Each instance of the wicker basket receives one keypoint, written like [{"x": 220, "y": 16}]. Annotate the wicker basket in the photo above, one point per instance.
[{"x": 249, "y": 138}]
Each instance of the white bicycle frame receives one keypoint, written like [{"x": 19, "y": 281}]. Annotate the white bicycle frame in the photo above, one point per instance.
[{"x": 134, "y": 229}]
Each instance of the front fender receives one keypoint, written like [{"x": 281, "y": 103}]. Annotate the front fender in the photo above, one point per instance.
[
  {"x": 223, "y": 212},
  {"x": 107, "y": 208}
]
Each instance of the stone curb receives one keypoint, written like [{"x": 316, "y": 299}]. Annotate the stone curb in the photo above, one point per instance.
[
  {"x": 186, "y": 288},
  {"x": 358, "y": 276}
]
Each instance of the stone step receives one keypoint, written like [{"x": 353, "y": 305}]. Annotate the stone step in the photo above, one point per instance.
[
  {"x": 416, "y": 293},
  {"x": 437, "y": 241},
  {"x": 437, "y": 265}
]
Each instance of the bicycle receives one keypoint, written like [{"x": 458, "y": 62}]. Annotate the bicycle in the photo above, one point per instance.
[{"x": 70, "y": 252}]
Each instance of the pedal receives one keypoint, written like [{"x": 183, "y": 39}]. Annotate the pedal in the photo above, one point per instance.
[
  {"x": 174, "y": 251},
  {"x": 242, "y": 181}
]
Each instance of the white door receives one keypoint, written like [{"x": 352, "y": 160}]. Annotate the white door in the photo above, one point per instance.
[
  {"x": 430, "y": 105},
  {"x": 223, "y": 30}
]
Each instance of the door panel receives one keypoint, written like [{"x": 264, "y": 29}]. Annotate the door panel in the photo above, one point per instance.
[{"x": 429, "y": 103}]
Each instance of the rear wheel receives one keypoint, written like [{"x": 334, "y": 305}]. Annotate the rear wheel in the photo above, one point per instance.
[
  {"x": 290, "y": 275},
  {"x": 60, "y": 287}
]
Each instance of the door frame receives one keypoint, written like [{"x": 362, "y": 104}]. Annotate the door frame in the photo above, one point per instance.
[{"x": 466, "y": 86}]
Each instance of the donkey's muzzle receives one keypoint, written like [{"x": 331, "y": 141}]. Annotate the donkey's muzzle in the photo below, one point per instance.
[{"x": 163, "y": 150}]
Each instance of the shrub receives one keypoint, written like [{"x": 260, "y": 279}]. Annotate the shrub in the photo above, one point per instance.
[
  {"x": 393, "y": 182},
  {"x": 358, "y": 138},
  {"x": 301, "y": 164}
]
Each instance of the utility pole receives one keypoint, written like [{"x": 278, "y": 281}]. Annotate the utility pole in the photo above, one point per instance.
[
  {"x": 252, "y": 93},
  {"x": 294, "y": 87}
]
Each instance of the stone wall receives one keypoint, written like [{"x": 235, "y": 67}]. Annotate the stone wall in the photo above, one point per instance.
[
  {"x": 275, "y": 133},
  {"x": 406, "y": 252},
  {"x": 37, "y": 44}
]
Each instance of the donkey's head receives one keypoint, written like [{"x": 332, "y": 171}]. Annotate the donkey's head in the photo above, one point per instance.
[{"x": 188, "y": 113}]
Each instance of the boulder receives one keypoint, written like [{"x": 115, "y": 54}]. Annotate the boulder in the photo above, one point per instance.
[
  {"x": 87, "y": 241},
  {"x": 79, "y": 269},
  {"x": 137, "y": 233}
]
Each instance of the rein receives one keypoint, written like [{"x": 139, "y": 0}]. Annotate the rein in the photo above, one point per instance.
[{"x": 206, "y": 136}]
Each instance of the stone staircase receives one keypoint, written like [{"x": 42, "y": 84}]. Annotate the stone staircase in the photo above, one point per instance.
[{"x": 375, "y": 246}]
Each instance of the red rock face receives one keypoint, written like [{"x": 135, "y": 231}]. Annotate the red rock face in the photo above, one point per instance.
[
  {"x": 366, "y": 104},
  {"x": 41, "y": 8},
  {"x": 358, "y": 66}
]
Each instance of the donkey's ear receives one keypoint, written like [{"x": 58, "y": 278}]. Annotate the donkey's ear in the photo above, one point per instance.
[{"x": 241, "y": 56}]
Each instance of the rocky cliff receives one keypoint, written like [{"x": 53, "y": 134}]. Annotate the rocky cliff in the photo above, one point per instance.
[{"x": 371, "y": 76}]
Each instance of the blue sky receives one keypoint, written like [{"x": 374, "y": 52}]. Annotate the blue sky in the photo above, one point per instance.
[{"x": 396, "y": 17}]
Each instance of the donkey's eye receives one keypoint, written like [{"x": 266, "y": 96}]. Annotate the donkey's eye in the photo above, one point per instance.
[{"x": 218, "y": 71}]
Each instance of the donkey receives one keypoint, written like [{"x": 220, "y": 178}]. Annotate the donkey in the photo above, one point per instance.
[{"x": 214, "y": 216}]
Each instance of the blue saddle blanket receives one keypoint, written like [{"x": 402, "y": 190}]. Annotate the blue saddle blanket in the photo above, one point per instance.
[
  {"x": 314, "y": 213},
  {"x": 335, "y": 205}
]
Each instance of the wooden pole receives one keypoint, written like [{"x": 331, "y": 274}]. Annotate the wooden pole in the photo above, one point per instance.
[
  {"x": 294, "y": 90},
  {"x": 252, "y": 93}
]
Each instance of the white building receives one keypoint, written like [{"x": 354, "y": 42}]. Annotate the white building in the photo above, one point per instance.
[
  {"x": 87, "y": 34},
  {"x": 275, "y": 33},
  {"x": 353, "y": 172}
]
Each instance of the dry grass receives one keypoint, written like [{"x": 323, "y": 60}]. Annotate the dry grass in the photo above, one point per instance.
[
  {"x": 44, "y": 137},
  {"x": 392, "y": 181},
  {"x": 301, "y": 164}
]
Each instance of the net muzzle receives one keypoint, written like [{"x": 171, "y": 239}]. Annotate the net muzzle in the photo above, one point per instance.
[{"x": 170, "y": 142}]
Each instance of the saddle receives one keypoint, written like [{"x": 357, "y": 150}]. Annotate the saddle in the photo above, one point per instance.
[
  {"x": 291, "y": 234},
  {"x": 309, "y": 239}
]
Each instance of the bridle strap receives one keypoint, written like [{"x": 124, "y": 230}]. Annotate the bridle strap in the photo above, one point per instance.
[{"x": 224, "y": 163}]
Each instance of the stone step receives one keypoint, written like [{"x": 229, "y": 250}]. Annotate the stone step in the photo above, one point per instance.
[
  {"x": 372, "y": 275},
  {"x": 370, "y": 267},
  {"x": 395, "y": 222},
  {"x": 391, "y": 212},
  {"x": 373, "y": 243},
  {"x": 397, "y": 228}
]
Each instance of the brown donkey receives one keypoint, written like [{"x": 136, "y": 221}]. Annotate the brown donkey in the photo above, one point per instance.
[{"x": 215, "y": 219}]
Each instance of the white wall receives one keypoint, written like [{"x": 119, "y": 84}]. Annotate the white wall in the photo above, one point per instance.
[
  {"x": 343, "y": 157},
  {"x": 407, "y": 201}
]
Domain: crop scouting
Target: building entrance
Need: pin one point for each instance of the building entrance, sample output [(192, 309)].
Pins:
########
§ **Assigned task**
Which lines of the material contain "entrance"? List them.

§ **Answer section**
Target: building entrance
Need: pin one point for each instance of the building entrance, sample output [(192, 309)].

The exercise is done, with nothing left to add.